*THE EXERCISE*. Write out all of the data without omission, exactly as shown.

____

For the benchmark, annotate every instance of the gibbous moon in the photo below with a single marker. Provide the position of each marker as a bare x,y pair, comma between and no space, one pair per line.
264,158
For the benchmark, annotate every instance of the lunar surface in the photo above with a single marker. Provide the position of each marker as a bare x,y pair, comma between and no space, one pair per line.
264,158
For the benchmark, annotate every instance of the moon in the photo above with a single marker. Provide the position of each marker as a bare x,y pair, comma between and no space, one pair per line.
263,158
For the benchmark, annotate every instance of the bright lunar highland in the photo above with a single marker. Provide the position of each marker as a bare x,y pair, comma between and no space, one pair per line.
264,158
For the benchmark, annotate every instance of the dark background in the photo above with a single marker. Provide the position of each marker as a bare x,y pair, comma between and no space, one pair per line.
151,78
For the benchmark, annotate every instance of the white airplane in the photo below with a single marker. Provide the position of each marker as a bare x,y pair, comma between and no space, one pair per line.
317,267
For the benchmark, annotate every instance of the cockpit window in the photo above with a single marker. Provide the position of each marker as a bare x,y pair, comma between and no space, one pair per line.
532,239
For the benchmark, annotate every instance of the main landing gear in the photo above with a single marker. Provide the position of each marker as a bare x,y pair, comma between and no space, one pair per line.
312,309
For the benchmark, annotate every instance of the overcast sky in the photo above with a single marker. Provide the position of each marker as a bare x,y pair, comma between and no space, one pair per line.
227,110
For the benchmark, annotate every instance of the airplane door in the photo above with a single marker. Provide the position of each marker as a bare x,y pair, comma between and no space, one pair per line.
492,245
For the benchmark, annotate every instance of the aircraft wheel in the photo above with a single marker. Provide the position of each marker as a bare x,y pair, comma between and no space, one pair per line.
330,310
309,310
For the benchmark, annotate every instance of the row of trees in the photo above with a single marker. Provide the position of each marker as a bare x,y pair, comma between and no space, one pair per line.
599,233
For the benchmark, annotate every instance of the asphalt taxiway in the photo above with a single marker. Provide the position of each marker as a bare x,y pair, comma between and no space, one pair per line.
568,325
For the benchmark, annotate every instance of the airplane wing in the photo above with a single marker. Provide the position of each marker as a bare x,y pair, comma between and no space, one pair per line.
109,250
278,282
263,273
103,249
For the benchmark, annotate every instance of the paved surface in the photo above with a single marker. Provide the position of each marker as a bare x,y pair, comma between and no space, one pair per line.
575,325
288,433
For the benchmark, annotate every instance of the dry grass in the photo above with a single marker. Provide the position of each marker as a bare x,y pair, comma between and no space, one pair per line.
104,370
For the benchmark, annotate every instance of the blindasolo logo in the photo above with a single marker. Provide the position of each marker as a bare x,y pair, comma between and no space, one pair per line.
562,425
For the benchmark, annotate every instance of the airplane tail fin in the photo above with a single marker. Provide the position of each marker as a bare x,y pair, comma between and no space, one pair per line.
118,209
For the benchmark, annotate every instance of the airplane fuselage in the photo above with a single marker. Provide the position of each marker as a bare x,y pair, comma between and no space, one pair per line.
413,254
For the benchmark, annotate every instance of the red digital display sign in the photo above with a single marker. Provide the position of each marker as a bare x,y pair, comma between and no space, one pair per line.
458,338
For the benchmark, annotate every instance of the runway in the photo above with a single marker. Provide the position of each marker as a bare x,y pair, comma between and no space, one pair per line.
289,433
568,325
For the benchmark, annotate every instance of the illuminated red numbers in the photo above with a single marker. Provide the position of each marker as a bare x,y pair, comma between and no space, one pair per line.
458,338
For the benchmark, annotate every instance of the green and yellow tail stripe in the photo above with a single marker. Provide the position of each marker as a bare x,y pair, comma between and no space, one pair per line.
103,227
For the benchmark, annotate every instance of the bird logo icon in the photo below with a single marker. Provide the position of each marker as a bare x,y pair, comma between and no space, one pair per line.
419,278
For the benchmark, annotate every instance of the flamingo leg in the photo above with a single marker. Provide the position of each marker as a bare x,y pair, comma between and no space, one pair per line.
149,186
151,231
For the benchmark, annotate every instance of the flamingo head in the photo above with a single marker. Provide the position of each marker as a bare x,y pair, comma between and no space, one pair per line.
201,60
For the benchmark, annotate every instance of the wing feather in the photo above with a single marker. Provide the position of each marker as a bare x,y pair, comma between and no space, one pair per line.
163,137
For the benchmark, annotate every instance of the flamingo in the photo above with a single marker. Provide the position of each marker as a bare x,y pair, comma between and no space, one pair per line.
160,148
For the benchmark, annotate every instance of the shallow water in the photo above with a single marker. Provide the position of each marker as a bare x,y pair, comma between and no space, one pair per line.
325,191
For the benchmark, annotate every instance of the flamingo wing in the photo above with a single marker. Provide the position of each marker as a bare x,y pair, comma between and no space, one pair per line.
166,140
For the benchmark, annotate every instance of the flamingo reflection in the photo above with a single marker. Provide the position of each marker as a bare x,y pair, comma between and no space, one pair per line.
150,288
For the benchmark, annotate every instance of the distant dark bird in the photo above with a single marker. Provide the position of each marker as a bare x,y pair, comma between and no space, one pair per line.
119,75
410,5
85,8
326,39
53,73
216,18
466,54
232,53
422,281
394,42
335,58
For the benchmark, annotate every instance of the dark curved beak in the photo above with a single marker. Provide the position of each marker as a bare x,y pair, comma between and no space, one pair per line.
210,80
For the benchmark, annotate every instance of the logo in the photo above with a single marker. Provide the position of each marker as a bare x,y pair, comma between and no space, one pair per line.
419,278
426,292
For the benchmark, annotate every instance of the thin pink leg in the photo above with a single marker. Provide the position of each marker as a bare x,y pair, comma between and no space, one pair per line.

____

*EXERCISE ANSWER*.
For the benchmark, annotate every instance of the gibbous moon in the photo below with a single marker. Provide the position of each marker as a bare x,y pair, comma between and no space, one pair per line.
264,158
For the benchmark, annotate every instance of the lunar surface in the photo above with a single marker. Provide the position of each marker as a bare x,y pair, comma between and no space, one pair per line.
264,158
For the benchmark, annotate every instance of the moon in the photo above with a single marker. Provide the position of each marker as a bare x,y pair, comma between and no space, one pair per line.
263,158
For the benchmark, annotate every instance of the bright lunar highland in the photo above with a single marker. Provide the position of each marker as a bare x,y pair, comma between and no space, one pair per line.
264,158
For the benchmark, annotate every instance of the dark background in the photo above with a single marker. Provide the position of each marker as a bare x,y pair, comma between and no space, one pair per line.
151,78
For the benchmark, annotate every instance of the white airplane in the photo below with a single marker. Provide the position of each marker as a bare x,y pair, comma between and no space, one pair per line.
317,267
For the benchmark, annotate every instance of the cockpit window in the photo above with a single marker. Provide the position of each marker as a bare x,y pair, comma between and no space, one pair per line.
532,239
For the benchmark, annotate every instance of the main landing gear in the photo above with a single marker. Provide the position of each marker as a bare x,y pair, comma between and no space, one pair per line.
312,309
For the benchmark, annotate every instance of the overcast sky in the photo above with a single marker. Provide the position of each marker as a bare x,y pair, comma between and no space, one pair per line.
227,110
For the benchmark, annotate every instance of the airplane door in the photo above with a single marker. Provide the position of each marker as a bare x,y pair, comma between and no space, one pair per line.
492,245
For the benchmark, annotate every instance of the aircraft wheel in the photo above with a single marker. Provide the position of each marker as a bare x,y pair, comma between and no space, one pair per line.
330,310
309,310
For the benchmark, annotate every instance of the row of trees in the photo above with a single marker. Provide the position of each marker as a bare x,y pair, comma between and no space, one pair per line.
599,233
For the benchmark, annotate every instance of the asphalt taxiway in the photo above with a single marker. Provide the position of each marker as a bare x,y pair, comma between and no space, one pair per line.
568,325
For the benchmark, annotate every instance of the airplane wing in the photo above with a single marker. Provide the position of each marker as a bare x,y pair, comma between and no space, one pair per line.
109,250
278,282
263,273
103,249
For the benchmark, annotate every instance of the paved surface in the photo above with a single marker. Provide the position of each marker as a bare x,y pair, comma between and no space, one pair per line.
575,325
288,433
For the benchmark, annotate every instance of the dry grass in the photo above with a single marker. Provide the position of each marker as a bare x,y pair, comma between and no space, one pair per line.
104,370
For the benchmark, annotate every instance of the blindasolo logo in the photo above with a single marker. Provide the position of each marker as a bare x,y pair, comma between and no space, one pair per line.
562,425
For the benchmark, annotate every instance of the airplane tail fin in the photo above with a single marker. Provide the position of each marker as a bare x,y pair, comma between and no space, one pair per line.
118,209
For the benchmark, annotate every instance of the airplane fuselage in the photo above with a single marker. Provide the position of each marker as a bare x,y pair, comma between and no space, one pair per line.
413,254
For the benchmark, annotate every instance of the red digital display sign in the photo above with a single marker. Provide the position of each marker as a bare x,y pair, comma between and no space, one pair per line.
458,338
For the benchmark, annotate every instance of the runway in the photo above with a single marker. Provide the position of each marker as a bare x,y pair, comma between and no space, one pair per line.
289,433
568,325
For the benchmark, annotate every instance of the illuminated red numbers in the photo above with a single marker. Provide the position of each marker as a bare x,y pair, comma between and no space, one pair per line.
458,338
For the benchmark, annotate every instance of the green and yellow tail stripe in the photo above with a single marker. Provide the position of each marker as a bare x,y pair, comma between and no space, one pair per line.
103,227
For the benchmark, annotate every instance of the bird logo icon in the photo below with a single marker. Provide the position of each marker as a bare x,y pair, comma between and no space, one pair per line.
419,278
For the benchmark, annotate every instance of the flamingo leg in the photo above with a single marker. Provide the position of each marker as a bare x,y pair, comma between and no space, one pair per line.
149,186
151,231
For the benchmark, annotate every instance of the flamingo head in the photo above with a single marker. Provide the position of each marker as a bare x,y pair, comma between and no space, one pair per line.
201,60
For the benchmark, annotate every instance of the wing feather in the photo above with a single marker. Provide the position of each marker as a bare x,y pair, comma between and no space, one pair per line.
163,137
For the benchmark, annotate every instance of the flamingo in the photo above with a single marker. Provide the position of each marker as a bare x,y pair, comma between and no space, one pair per line.
160,148
For the benchmark, annotate every instance of the shallow water in the photo above with a single marker. Provide the position of each marker as a bare x,y pair, comma between and no space, one pair per line.
325,191
For the benchmark, annotate every instance of the flamingo wing in the photo above with a single marker. Provide the position of each marker as a bare x,y pair, comma between and no space, one pair per line.
166,140
For the benchmark, annotate every instance of the flamingo reflection in the photo above with a single marker. Provide the position of each marker as a bare x,y pair, comma between and no space, one pair per line.
150,288
For the benchmark, annotate every instance of the distant dark bird in the photo above with a single marker. Provide the position of each marker as a bare x,y pair, comma between and no space, one pair per line.
119,75
410,5
85,8
326,39
53,73
216,18
466,54
232,53
422,281
394,42
335,58
For the benchmark, annotate every instance of the dark curved beak in the photo above with a single marker. Provide the position of each marker as a bare x,y pair, comma between and no space, one pair per line.
210,80
For the benchmark, annotate every instance of the logo in the photo above with a single marker. Provide the position of each marker as a bare x,y pair, comma between and no space, one pair per line.
419,278
426,292
For the benchmark, annotate every instance of the thin pink leg in the photo above with a single marker. Provide the position of each marker as a bare x,y pair, comma between and no space, one pair per line.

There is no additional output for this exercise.